• **Requirement**
Pull out each line of the entries that contains the string "drawn", and copy those lines.

:::::

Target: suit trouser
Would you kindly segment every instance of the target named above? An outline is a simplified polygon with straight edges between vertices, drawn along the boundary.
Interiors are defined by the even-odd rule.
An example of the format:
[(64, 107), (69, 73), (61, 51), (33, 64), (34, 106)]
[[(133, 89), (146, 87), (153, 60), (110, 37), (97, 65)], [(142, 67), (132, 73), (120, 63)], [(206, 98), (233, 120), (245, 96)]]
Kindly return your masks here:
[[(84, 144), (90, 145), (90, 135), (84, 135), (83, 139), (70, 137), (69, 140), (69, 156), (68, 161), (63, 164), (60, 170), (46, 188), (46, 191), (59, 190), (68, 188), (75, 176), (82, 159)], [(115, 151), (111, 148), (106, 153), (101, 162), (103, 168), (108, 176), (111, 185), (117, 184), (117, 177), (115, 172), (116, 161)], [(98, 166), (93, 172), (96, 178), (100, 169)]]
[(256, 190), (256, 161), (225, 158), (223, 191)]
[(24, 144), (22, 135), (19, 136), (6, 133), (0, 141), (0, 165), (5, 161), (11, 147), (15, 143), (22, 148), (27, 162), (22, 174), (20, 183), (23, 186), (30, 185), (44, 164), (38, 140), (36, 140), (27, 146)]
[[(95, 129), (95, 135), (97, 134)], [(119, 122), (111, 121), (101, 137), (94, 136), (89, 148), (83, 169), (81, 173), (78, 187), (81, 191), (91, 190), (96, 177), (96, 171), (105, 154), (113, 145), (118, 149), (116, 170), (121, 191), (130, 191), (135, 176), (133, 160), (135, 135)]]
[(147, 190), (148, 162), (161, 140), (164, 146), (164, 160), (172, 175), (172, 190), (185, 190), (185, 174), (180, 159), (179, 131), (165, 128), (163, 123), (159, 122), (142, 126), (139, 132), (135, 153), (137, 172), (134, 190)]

:::::

• **Result**
Would you kindly segment every instance of the target named above? An outline is a simplified polygon with straight edges between vertices, drawn along the boundary.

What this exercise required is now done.